## Records provided
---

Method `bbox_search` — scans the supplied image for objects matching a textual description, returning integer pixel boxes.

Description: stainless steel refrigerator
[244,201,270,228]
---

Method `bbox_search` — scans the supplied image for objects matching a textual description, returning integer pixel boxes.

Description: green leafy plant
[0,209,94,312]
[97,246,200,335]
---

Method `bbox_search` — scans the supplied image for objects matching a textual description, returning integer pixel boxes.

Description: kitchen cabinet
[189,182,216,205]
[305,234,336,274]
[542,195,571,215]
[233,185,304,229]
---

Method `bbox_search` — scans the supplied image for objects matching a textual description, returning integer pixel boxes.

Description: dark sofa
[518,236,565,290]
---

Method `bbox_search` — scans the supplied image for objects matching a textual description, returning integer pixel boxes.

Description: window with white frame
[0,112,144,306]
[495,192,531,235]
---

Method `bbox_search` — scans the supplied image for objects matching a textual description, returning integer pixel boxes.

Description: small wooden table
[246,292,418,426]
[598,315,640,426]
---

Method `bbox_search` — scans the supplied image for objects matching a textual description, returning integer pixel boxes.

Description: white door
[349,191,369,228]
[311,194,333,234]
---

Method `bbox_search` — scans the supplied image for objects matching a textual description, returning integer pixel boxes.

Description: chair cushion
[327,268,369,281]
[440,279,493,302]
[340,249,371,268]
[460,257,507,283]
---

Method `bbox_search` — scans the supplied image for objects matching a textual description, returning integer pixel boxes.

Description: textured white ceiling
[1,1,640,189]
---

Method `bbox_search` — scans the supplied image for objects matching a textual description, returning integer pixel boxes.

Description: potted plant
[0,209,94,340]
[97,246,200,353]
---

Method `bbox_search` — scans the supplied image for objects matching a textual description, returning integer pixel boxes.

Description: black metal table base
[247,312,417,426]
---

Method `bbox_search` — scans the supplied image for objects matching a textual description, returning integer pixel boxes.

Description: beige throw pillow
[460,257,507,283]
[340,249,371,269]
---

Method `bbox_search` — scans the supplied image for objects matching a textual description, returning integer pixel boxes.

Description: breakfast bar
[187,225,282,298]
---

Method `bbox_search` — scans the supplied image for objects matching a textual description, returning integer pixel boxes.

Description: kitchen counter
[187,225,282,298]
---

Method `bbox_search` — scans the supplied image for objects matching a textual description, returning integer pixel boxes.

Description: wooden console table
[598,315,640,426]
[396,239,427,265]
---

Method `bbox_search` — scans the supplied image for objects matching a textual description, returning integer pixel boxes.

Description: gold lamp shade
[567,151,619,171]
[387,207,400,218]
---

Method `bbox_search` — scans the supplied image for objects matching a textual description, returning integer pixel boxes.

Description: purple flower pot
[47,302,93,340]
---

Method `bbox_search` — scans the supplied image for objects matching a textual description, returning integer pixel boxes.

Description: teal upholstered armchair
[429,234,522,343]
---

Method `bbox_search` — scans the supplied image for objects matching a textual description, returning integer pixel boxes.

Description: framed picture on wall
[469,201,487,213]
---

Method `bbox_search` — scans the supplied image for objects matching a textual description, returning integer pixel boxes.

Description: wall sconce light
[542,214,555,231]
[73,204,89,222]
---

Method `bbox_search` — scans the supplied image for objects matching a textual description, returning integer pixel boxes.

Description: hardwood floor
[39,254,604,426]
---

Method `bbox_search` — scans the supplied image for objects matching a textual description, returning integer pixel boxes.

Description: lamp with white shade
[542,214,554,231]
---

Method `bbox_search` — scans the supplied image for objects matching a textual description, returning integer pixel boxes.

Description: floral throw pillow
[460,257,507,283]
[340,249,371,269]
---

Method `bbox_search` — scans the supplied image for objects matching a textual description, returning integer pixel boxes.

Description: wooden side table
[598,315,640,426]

## Task requirements
Reproduce every line of the records from the start through the line containing "[518,236,565,290]", inclusive, shifting each bounding box coordinate up by 30 and leaving all other text unchanged.

## Result of this exercise
---

Method `bbox_search` — scans the supplied image for objects matching a textual description, returning integer pixel boxes.

Description: stainless steel refrigerator
[274,231,300,258]
---

Method `bbox_search` — scans the supplied image for objects matching a textual description, returning integer pixel boxes.

Description: green leafy plant
[30,239,124,342]
[127,276,230,365]
---

Method `bbox_search` — scans the supplied image for objects matching a textual description, returning integer pixel boxes.

Description: kitchen cabinet
[219,212,246,235]
[335,264,366,304]
[572,225,601,245]
[263,215,334,259]
---

Method `bbox_search` — scans the supplied image for objects matching a textual description, returning integer pixel boxes.

Description: dark sofa
[548,266,595,320]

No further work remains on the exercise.